## TEXT SHOWN
There were 1,200 juveniles catalogued at OBS this week. Yes, each one represents a precarious, flesh-and-blood project. But that doesn't alter the fact that every crop is processed on an industrial scale, so that a horse making his track debut may have changed hands four times already: sometimes in utero, and very often pinhooked twice over: weanling to yearling to breeze show.
As result, we are candidly breeding for the sales ring rather than the track. As I've often said, that is ultimately the fault of those who direct the spending of the end-user: the agents and trainers complicit with mass breeding to new stallions, most of which will soon be standing somewhere like Peru or Oklahoma. If pinhookers knew that “racehorse” stallions would get due commercial recognition at ringside, then that's exactly where they would invest.
As it is, it's not just the breed that suffers when the commercial market recycles so much genetic junk every year. How can we expect affluent people to indulge themselves with a horse in training if we are flooding the market with mediocre stock with scarcely any premium on the things they would ideally want: a naturally sound, durable animal that will last the course, will keep giving you a day out, will keep finding in the stretch? Not, in other words, one whose job is done the moment the hammer comes down.

## GIVEN DATA
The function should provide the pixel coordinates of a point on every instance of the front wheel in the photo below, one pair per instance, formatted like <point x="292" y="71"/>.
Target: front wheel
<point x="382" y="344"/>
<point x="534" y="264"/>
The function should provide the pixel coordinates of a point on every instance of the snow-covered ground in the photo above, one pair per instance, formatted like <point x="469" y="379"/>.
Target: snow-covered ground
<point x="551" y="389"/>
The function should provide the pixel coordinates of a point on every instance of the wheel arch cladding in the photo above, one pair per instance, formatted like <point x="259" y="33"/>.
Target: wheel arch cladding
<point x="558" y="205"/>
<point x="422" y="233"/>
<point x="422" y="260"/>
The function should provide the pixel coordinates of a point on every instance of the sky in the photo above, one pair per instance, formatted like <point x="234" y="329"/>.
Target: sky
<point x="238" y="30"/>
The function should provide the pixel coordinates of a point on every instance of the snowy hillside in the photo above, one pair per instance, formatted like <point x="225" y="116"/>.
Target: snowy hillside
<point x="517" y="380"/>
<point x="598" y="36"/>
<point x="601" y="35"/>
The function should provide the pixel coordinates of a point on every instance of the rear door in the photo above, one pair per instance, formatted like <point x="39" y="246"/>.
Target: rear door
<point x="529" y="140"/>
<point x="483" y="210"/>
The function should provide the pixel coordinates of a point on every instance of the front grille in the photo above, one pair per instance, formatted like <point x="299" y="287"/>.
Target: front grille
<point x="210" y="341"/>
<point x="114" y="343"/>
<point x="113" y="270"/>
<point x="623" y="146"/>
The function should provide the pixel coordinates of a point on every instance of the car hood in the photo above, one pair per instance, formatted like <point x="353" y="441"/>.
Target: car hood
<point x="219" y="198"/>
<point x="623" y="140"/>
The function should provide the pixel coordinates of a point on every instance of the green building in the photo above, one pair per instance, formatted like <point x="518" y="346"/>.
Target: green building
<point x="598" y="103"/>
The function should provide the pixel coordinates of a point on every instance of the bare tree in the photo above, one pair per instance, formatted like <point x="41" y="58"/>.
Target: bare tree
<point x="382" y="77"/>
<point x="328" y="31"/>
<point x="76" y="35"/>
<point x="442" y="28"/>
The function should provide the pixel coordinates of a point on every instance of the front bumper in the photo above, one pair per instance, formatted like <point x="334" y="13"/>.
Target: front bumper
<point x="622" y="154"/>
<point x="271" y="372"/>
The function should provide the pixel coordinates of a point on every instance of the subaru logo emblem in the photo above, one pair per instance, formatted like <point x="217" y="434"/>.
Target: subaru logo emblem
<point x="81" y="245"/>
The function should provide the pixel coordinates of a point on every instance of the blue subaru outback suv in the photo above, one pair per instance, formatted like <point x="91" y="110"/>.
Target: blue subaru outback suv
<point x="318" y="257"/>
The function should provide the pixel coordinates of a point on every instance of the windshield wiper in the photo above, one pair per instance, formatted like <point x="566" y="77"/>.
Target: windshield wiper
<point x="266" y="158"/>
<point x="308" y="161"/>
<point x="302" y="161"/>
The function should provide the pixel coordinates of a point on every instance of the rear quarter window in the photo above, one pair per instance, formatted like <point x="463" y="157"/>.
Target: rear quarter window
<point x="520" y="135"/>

## BRIEF
According to the text on horse breeding, where will most of the new stallions soon be standing?

## WORKED SOLUTION
Somewhere like Peru or Oklahoma.